*Task instructions*
Rewrite the part of the material that opens with the line containing "Could you indicate the wooden" and runs through the end of the material, replacing "tv antenna" with "rooftop antenna" and leaving everything else unchanged.

----

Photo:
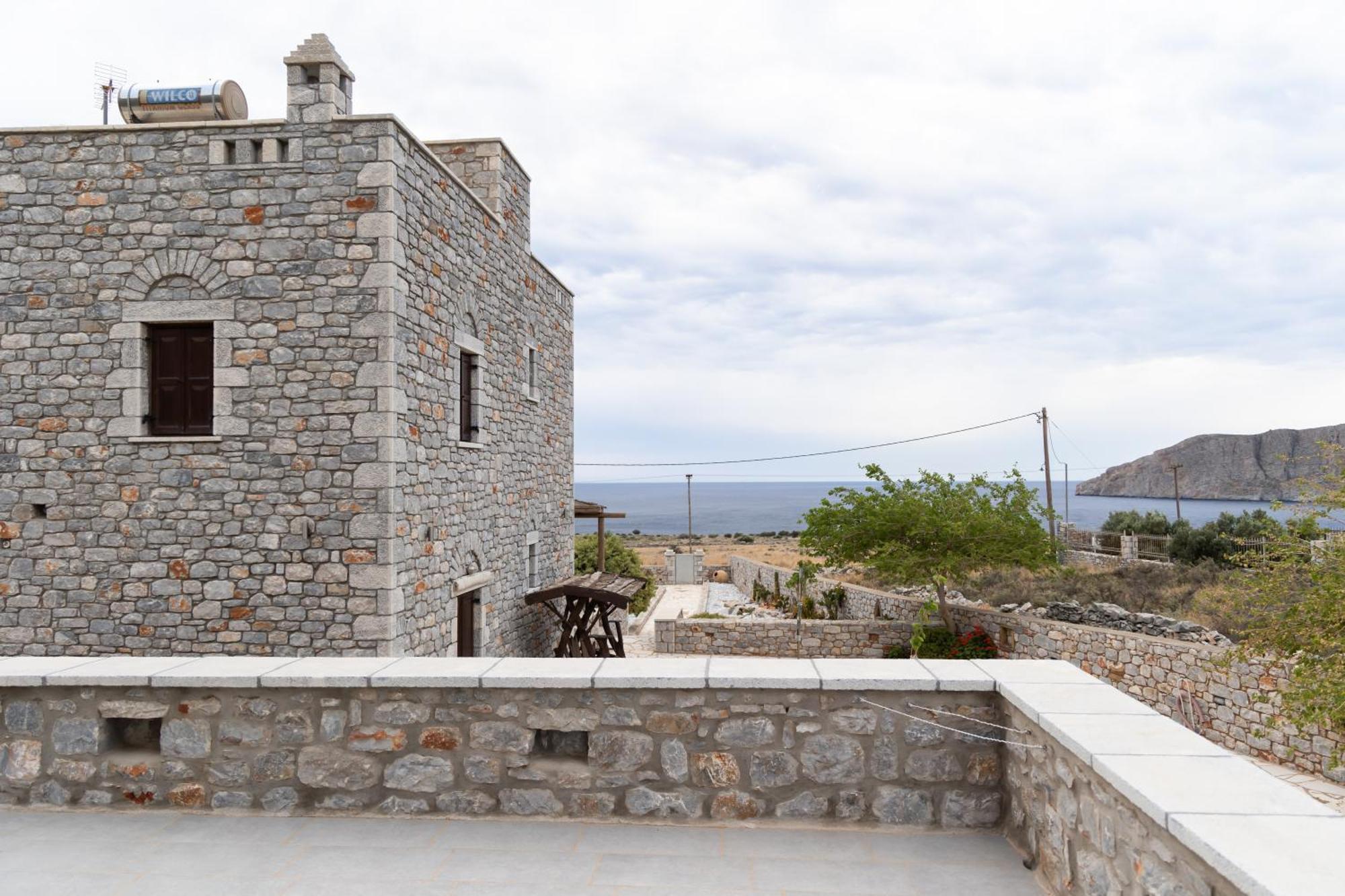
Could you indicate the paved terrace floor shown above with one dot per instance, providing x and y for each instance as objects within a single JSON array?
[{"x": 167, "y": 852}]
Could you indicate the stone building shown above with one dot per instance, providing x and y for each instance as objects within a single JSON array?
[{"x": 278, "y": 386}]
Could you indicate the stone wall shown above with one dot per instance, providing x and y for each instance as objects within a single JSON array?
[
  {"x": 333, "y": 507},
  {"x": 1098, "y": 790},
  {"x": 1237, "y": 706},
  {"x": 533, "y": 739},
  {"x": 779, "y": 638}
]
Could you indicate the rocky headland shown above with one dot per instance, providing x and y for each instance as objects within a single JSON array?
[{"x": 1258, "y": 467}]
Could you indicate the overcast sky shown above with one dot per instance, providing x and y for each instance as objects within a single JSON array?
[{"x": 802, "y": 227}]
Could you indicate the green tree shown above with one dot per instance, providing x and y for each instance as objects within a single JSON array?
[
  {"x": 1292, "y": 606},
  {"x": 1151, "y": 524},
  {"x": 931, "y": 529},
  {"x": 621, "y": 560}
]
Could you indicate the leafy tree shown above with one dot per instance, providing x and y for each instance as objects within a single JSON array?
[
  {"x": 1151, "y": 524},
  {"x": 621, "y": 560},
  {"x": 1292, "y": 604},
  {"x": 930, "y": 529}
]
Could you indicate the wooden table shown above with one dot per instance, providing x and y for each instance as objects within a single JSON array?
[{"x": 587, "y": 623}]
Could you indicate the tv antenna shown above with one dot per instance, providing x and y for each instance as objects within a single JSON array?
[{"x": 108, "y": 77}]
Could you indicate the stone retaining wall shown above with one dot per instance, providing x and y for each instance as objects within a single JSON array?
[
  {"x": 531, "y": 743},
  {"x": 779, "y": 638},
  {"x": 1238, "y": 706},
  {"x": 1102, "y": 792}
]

----

*Finished answer*
Could you indicate the wooden table shown above with one dot per instance, providing x and y for each instance as objects within a single JSON array?
[{"x": 587, "y": 623}]
Could you indicate the rooftop antenna shown above with one dot per instance, providing x and y for each instance as objects within a single JSON array?
[{"x": 108, "y": 77}]
Could you indicate the stone retaining wall shown above with one dot per instance, providing x and y for each instance as objects within a single JSON array?
[
  {"x": 531, "y": 743},
  {"x": 779, "y": 638},
  {"x": 1238, "y": 706},
  {"x": 1102, "y": 792}
]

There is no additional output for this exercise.